WHAT IS REQUIRED: Copy the passage from the trailer recap below, from "In fact, DOUBLE" up to and including "is this movie?!", without changing a word.

EXCERPTED TEXT:
-- Opening Marker --

Anyway! I soldier on.

Dr. Kate Winslet exposits to Matt Damon that "the average person touches their face three to five times every waking minute; in between, we're touching doorknobs, water fountains (!), and each other." Scenes of people touching things. Scenes of Dame Gwyneth Paltrow getting sick. Cut to Dr. Laurence Fishburne expositing, "So we have a virus with no treatment protocol, and no vaccine at this time."

"ONE INSTANT" ominously looms onscreen. "INFECTION."

Dame Gwyneth Paltrow is in the hospital. Matt Damon is panicked. She does not have a history of seizures! She makes some kind of contorted face. (ACTING!) Cut to Dr. Fishburne telling Dr. Winslet, "As of last night, there are 32 cases."

"ONE CONTACT" ominously looms onscreen. "CONTAGION."

"Unfortunately, she did die," Dr. Someone-Who-Looks-Like-Hank-Azaria-with-a-Beard tells Matt Damon, who doesn't get it. The doctor has to repeat himself. Matt Damon is shocked! "What are you talking about?!" he shouts. "What happened to her? WHAT HAPPENED TO HER?!"

It is at this point that I start to think about the privilege of being a (relatively or objectively) rich, white, straight, Western person, where your partner/spouse dying of a virus for which there is no medicine (either at all, or available to you) is such a rarity that you cannot conceive of its ever happening to your family, and I Google statistics on malaria deaths worldwide, and I read about how malaria killed between 708,000 and 1,003,000 people in 2008 alone, 89% of which occurred in Africa, and about how "Malaria is the 2nd leading cause of death from infectious diseases in Africa, after HIV/AIDS," and suddenly I am just HATING this fucking trailer, and I don't even care if the movie has some awesome message (spoiler alert: it doesn't!) about rich, white, straight, Western persons taking for granted that we PROBABLY WON'T DIE OF A CURABLE AND PREVENTABLE DISEASE, because it's being marketed as: "An action-thriller centered on the threat posed by a deadly disease and an international team of doctors contracted by the CDC to deal with the outbreak." Barrrrrrf!

In fact, DOUBLE BARF because also I already saw this movie when it was called Outbreak.

Anyway! I soldier on.

Because white people are getting sick, there are helicopters and government types looking concerned and concerns about someone having "weaponized the bird flu." Dr. Fishburne says, "Someone doesn't HAVE to weaponize the bird flu. The birds are doing that."

LOL WHUT. What is this movie?!

-- Closing Marker --

SOURCE DATA:

-- Opening Marker --

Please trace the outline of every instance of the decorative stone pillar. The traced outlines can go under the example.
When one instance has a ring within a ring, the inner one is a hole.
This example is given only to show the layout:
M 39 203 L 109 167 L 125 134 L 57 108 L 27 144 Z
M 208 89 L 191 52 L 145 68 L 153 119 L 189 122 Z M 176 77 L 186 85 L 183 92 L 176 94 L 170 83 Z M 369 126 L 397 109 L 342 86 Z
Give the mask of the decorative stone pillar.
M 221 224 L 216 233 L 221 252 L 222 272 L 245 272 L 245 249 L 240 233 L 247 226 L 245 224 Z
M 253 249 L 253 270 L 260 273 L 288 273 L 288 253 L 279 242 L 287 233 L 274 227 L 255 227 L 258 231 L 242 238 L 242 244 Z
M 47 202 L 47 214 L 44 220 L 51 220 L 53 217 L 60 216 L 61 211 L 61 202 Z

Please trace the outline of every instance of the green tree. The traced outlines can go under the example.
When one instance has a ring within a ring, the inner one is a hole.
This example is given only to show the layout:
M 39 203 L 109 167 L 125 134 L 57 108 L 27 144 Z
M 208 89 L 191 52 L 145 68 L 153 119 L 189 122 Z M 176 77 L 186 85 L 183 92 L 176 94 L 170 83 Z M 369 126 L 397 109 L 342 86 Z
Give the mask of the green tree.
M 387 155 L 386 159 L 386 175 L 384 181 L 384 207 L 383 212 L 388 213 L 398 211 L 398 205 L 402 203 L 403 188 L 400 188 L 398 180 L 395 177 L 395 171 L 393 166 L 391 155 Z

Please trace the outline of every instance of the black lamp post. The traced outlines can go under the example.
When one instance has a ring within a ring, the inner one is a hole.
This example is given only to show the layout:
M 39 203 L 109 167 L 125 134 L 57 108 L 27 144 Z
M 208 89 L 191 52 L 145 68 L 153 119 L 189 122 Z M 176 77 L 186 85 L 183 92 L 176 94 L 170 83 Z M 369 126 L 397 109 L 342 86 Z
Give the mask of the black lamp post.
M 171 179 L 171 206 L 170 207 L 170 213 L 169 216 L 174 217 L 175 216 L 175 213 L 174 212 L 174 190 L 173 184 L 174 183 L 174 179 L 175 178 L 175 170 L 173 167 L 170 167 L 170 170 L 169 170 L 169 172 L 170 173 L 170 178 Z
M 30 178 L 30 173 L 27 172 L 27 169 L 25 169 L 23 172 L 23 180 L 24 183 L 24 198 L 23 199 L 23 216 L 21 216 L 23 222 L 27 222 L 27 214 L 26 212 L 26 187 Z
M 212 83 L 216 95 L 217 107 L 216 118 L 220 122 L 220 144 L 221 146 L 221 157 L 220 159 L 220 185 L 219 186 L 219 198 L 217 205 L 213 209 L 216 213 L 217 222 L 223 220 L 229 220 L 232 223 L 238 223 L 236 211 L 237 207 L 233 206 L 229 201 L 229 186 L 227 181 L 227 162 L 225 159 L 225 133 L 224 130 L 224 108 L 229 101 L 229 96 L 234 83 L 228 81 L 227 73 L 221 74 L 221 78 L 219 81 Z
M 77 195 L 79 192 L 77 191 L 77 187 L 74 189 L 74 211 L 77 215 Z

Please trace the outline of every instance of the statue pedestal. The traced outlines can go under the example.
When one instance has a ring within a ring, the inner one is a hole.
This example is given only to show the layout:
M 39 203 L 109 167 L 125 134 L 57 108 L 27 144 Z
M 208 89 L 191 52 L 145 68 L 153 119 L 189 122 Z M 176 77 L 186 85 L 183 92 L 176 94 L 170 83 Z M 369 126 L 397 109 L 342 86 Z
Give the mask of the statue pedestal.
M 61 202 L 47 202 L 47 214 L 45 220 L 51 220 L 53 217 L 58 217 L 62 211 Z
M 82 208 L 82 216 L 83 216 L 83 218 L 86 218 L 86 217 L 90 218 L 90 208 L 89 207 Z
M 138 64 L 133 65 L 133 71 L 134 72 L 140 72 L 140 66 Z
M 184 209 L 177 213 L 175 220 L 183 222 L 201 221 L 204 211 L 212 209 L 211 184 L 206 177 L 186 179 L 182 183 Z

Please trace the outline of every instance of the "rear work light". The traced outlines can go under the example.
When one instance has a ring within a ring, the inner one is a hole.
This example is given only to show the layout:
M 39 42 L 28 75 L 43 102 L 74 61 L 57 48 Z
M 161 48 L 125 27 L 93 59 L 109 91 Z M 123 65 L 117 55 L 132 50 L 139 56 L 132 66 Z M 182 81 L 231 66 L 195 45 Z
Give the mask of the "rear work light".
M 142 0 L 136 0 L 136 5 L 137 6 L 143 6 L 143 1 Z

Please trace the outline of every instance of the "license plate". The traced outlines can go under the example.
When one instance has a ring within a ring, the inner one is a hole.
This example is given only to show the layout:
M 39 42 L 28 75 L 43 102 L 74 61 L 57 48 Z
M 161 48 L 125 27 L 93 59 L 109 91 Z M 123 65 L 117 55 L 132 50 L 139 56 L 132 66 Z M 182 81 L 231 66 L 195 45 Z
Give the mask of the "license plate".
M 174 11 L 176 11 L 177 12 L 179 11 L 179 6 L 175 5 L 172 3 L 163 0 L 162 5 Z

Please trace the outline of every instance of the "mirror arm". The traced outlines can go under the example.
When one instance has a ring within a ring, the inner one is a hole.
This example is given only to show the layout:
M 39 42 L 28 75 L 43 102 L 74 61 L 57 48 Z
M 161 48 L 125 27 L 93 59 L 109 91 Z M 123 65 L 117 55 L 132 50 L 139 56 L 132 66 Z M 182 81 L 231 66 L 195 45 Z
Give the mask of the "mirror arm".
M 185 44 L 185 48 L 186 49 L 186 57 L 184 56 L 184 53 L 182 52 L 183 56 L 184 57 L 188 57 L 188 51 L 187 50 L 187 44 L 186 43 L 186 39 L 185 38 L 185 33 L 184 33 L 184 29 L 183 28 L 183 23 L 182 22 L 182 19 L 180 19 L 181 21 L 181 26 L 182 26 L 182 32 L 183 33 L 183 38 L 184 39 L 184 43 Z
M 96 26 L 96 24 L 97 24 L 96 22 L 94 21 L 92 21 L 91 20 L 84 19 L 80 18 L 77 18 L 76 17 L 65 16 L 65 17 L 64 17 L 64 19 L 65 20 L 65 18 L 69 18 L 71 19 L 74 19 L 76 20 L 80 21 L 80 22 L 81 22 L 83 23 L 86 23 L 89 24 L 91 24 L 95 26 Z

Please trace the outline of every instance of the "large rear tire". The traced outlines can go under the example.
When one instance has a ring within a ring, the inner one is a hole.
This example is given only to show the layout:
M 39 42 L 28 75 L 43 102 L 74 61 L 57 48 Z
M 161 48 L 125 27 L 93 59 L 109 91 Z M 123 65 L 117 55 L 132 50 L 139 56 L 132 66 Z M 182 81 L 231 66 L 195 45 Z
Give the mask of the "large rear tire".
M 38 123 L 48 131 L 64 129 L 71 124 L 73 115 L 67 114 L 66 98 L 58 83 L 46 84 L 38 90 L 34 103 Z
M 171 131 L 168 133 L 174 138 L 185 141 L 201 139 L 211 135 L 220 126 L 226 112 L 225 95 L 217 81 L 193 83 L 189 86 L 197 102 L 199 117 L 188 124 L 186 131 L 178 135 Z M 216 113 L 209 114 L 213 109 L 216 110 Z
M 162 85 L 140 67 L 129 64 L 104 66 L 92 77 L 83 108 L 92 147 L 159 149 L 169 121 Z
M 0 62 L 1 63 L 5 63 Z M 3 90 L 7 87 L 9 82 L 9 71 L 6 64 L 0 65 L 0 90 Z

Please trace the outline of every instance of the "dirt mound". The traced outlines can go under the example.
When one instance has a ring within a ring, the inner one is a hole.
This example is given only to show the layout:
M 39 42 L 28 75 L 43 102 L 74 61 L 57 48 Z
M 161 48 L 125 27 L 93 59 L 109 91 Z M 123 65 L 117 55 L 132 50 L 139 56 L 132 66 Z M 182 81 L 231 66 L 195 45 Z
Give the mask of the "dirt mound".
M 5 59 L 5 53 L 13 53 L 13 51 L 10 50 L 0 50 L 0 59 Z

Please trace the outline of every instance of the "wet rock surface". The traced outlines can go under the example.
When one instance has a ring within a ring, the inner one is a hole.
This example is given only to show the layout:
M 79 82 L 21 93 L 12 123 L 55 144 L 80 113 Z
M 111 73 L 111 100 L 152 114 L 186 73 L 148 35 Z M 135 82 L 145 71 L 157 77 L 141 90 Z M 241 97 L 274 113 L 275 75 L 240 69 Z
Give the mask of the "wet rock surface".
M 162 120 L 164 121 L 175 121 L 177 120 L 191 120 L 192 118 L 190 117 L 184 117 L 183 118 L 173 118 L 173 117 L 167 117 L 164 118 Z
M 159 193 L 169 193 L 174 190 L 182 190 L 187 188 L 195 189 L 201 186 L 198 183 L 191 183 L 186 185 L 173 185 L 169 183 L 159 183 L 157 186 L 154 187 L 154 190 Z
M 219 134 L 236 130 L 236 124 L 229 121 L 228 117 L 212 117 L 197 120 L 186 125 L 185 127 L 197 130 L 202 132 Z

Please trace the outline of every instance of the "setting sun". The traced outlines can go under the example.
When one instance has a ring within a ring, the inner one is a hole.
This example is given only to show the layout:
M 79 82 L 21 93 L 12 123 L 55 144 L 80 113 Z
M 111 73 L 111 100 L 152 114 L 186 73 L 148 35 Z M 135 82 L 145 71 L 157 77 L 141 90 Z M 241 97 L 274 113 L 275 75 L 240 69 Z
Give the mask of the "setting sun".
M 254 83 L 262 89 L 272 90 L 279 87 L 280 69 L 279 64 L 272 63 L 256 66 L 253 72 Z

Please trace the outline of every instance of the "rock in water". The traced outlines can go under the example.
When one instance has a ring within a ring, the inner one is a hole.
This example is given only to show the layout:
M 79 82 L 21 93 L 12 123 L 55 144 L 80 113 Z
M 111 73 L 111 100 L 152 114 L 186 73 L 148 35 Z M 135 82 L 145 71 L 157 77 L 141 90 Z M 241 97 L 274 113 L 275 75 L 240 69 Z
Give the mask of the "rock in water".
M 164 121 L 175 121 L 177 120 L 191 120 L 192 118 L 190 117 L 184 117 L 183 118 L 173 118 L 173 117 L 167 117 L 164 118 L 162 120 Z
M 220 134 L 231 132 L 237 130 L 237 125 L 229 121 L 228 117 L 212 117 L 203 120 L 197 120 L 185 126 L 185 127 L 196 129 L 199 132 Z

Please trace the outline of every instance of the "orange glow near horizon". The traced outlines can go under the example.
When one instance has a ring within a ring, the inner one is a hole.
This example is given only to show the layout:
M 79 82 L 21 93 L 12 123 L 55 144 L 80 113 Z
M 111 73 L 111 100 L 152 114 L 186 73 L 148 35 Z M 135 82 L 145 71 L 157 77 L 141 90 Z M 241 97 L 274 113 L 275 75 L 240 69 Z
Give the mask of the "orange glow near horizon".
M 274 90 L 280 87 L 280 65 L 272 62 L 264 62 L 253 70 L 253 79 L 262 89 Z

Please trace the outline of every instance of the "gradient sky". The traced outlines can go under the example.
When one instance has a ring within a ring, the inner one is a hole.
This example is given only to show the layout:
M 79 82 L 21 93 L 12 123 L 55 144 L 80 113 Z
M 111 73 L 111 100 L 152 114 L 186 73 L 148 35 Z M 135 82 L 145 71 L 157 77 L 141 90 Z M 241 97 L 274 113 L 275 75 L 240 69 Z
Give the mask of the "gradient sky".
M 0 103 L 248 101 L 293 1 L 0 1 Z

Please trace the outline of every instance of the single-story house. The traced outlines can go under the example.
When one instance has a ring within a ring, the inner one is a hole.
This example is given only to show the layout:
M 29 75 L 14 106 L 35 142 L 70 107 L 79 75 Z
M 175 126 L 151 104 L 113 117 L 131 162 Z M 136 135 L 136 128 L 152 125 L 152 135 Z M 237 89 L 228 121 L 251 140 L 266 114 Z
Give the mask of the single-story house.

-- Closing Marker --

EXERCISE RESPONSE:
In fact, DOUBLE BARF because also I already saw this movie when it was called Outbreak.

Anyway! I soldier on.

Because white people are getting sick, there are helicopters and government types looking concerned and concerns about someone having "weaponized the bird flu." Dr. Fishburne says, "Someone doesn't HAVE to weaponize the bird flu. The birds are doing that."

LOL WHUT. What is this movie?!